● **Quoted passage**:

==========

Women and minorities value, perceive, and experience professionalism differently

Marginalized groups of people value professionalism more—and are more likely to leave a job at an institution due to issues of professionalism—compared to their white, male counterparts, according to a Penn Medicine study of staff, faculty, and students who were affiliated with a large, academic health system in 2015 and 2017. The findings, published in JAMA Network Open, suggest that health care institutions must reevaluate and redefine professionalism standards in order to successfully make the culture of academic medicine more inclusive and to improve the retention of minorities and women.

Drawing of a group of people of different genders and races standing together wearing face masks.

This study is one of a series of research projects launched at Penn Medicine, under the leadership of Vice Dean Eve J. Higginbotham, as part of Office of Inclusion and Diversity’s mission to chart Penn Medicine’s course toward inclusivity for all groups.

“What does it actually mean to operationalize an anti-racist, inclusive workplace? It means understanding the factors in an environment that allow women and minorities to thrive in your organization,” says Jaya Aysola, assistant dean of inclusion and diversity at the Perelman School of Medicine and executive director at the Penn Medicine Center for Health Equity Advancement. “We wanted to look at the ways that marginalized groups perceive and experience professionalism, so that we could move toward standardizing policies in a way that is really inclusive for all. Recruiting female and minority students and employees is not enough if an organization cannot retain them.”

==========

● **Record excerpts**:
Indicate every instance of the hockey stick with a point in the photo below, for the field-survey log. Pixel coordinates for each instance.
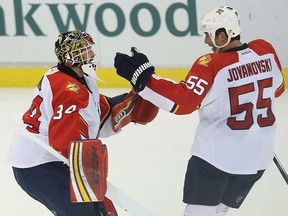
(280, 168)
(115, 194)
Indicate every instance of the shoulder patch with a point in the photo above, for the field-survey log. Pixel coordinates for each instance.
(72, 87)
(204, 60)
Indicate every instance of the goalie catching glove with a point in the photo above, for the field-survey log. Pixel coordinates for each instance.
(133, 109)
(136, 68)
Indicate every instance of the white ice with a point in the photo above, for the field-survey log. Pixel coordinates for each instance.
(147, 162)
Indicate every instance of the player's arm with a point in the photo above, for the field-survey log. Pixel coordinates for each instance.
(178, 98)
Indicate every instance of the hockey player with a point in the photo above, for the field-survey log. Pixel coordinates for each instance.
(234, 90)
(67, 106)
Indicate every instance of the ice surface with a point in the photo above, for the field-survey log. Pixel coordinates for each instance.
(148, 163)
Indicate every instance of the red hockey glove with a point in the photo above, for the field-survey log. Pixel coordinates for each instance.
(133, 109)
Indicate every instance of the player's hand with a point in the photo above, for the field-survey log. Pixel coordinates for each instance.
(136, 68)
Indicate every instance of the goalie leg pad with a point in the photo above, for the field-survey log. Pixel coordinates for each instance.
(109, 207)
(88, 164)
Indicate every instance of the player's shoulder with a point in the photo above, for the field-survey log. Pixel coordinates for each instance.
(215, 61)
(261, 46)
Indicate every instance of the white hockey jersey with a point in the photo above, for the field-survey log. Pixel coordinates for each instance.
(234, 92)
(62, 110)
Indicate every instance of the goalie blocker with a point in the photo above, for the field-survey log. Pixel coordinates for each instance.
(133, 109)
(88, 164)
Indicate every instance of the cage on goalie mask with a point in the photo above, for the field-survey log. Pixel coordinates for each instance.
(76, 47)
(221, 17)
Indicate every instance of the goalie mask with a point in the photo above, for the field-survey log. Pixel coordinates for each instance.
(77, 48)
(221, 17)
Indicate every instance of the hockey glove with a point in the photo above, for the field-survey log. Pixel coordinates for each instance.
(136, 68)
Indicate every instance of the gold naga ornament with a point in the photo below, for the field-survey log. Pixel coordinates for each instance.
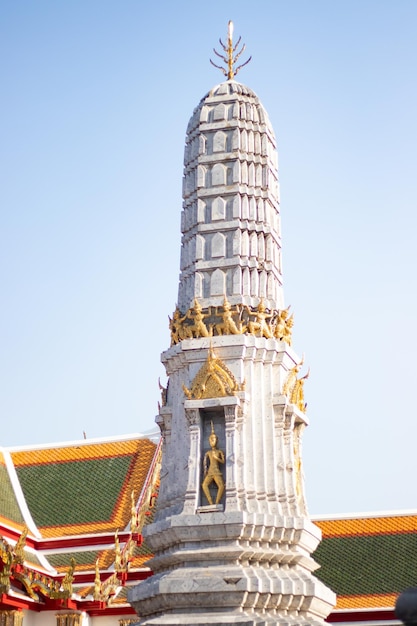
(230, 319)
(213, 380)
(294, 387)
(33, 582)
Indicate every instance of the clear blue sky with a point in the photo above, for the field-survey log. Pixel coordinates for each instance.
(96, 97)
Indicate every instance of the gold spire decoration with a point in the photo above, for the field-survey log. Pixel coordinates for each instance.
(231, 58)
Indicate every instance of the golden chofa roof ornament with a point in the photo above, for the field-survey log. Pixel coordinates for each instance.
(232, 55)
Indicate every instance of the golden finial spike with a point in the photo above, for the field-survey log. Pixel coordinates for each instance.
(231, 58)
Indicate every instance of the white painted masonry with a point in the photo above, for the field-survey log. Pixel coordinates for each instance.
(246, 561)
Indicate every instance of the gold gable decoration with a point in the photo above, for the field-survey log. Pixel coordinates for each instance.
(68, 619)
(11, 618)
(294, 387)
(213, 380)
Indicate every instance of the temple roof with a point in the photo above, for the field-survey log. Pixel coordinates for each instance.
(368, 559)
(77, 508)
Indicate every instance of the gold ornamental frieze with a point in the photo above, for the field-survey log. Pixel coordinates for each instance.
(238, 319)
(213, 380)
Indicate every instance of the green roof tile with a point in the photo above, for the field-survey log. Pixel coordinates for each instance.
(368, 564)
(74, 492)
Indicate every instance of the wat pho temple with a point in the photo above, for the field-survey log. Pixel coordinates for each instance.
(208, 522)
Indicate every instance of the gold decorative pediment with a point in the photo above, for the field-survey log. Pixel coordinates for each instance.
(213, 380)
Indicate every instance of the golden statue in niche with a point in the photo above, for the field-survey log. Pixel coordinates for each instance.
(212, 471)
(260, 325)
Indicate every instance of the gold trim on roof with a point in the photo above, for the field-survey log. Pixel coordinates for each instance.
(213, 380)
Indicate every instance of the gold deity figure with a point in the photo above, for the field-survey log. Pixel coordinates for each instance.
(260, 326)
(179, 330)
(212, 471)
(228, 326)
(198, 328)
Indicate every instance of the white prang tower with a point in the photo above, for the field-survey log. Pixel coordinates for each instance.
(231, 537)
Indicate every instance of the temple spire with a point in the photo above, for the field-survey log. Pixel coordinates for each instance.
(231, 58)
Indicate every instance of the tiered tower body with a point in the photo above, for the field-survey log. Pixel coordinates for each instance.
(231, 368)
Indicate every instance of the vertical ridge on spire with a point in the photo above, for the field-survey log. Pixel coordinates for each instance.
(231, 58)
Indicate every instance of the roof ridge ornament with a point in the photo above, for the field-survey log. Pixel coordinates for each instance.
(231, 57)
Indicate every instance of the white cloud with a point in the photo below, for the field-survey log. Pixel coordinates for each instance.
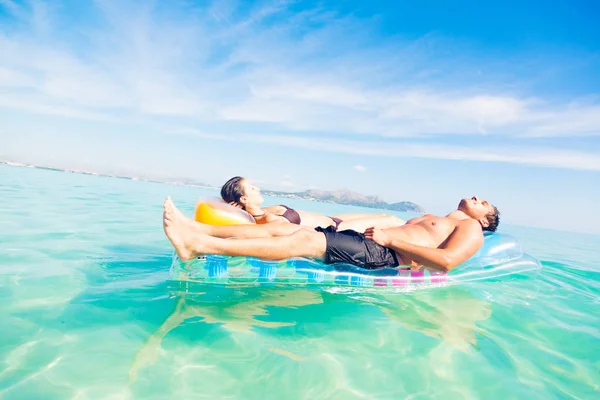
(286, 184)
(518, 154)
(220, 66)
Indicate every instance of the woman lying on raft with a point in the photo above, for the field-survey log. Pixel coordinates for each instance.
(241, 193)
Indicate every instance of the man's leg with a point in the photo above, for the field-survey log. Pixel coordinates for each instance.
(189, 242)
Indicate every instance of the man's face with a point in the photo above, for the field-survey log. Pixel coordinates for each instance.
(476, 208)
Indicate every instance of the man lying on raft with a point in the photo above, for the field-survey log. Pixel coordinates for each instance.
(242, 193)
(440, 243)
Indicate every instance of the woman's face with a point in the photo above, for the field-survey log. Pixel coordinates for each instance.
(252, 196)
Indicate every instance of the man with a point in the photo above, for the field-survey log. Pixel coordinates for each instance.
(439, 243)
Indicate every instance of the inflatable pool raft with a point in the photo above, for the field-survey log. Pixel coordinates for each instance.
(501, 255)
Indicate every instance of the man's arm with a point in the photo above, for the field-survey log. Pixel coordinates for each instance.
(459, 247)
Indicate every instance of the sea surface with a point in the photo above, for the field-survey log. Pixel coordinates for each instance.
(89, 310)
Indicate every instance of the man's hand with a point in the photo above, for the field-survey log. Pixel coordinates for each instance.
(378, 236)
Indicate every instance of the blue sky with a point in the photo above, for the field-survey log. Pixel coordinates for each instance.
(427, 102)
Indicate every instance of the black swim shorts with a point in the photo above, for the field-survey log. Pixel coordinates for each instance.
(352, 247)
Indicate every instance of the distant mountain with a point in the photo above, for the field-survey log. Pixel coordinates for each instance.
(349, 197)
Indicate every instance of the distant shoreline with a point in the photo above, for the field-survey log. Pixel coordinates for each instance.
(342, 197)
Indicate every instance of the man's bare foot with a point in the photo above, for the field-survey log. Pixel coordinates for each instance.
(187, 241)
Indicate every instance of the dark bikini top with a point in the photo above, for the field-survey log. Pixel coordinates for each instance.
(291, 215)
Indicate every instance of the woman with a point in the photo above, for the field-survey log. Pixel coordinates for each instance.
(240, 192)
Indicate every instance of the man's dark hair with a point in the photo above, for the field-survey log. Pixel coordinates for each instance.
(232, 190)
(493, 220)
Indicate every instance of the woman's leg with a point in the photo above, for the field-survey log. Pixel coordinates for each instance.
(190, 242)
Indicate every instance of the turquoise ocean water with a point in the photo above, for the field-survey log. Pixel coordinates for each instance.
(88, 311)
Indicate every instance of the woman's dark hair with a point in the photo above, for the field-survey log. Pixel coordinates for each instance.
(493, 220)
(232, 190)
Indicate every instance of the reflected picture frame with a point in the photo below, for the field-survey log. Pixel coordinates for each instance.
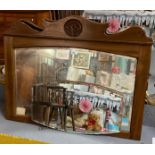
(78, 32)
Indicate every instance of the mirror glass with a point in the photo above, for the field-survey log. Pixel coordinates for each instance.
(75, 89)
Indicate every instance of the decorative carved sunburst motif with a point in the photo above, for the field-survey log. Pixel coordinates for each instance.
(73, 27)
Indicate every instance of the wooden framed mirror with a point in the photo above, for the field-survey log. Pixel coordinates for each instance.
(74, 76)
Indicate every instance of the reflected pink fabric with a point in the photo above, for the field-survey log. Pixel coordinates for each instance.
(85, 105)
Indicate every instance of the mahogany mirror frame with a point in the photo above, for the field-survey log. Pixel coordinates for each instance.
(76, 31)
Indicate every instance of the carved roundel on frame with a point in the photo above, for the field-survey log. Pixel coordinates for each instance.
(73, 27)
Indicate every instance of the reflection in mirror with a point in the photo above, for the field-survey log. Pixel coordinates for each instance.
(75, 89)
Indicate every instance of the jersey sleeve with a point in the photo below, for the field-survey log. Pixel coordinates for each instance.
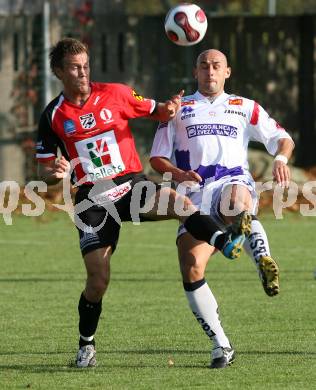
(47, 140)
(133, 104)
(265, 129)
(163, 141)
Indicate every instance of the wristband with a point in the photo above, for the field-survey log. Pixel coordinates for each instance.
(282, 158)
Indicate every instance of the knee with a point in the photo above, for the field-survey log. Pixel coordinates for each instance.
(98, 284)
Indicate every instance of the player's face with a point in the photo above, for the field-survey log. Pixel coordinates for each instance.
(211, 73)
(75, 74)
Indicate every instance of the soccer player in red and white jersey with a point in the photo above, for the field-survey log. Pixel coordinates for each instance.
(88, 124)
(205, 145)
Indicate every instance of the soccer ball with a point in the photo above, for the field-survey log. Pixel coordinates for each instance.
(186, 24)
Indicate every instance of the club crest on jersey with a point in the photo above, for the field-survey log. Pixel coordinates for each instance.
(137, 96)
(235, 112)
(211, 129)
(235, 102)
(87, 121)
(106, 115)
(187, 112)
(69, 127)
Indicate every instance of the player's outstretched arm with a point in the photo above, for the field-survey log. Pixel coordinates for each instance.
(53, 171)
(281, 172)
(167, 110)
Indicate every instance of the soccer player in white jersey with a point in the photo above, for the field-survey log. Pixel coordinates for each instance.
(205, 147)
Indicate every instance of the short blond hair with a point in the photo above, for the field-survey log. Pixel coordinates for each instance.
(62, 48)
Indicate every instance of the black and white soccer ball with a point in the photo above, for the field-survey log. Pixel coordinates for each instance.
(186, 24)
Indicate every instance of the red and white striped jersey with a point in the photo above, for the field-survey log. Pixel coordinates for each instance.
(95, 137)
(212, 137)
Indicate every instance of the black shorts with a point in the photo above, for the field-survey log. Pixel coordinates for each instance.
(100, 209)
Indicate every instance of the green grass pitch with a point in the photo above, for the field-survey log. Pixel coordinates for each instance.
(146, 320)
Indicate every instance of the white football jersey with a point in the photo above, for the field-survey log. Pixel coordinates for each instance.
(212, 138)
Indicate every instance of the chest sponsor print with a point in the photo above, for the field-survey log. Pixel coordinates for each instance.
(87, 121)
(187, 112)
(69, 127)
(100, 156)
(106, 115)
(235, 112)
(211, 129)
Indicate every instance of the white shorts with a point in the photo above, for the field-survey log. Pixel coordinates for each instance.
(208, 198)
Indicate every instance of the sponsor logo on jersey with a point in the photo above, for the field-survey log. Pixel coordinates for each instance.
(235, 102)
(211, 129)
(187, 112)
(87, 121)
(69, 127)
(137, 96)
(278, 126)
(235, 112)
(106, 115)
(100, 156)
(187, 103)
(99, 153)
(96, 100)
(162, 125)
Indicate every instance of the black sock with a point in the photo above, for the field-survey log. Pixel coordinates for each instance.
(201, 226)
(89, 314)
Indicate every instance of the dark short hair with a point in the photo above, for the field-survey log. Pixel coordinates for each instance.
(62, 48)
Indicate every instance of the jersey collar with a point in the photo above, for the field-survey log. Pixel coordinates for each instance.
(198, 96)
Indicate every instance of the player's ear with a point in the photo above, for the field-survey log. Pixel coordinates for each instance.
(57, 72)
(228, 72)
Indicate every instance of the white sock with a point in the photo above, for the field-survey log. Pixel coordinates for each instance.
(257, 245)
(204, 307)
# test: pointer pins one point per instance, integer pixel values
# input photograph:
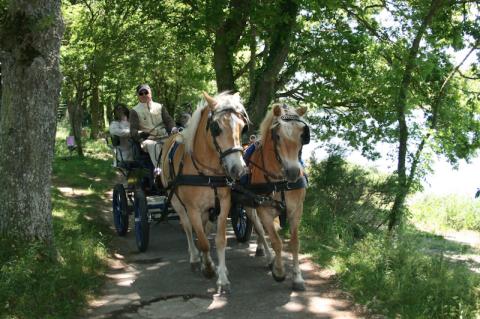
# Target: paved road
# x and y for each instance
(160, 284)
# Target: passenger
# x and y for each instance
(150, 123)
(120, 132)
(182, 120)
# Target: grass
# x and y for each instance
(446, 212)
(408, 275)
(39, 283)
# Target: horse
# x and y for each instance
(276, 171)
(198, 171)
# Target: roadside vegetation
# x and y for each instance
(39, 283)
(408, 274)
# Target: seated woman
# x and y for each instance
(120, 128)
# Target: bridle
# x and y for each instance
(304, 138)
(215, 131)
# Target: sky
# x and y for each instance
(444, 179)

==========

● **Try it**:
Answer these questions from the article on professionalism above:
(a) In which journal were the findings published?
(b) Under whose leadership was the series of research projects launched?
(c) According to Jaya Aysola, what is not enough if an organization cannot retain them?

● **Solution to the problem**:
(a) JAMA Network Open
(b) Vice Dean Eve J. Higginbotham
(c) Recruiting female and minority students and employees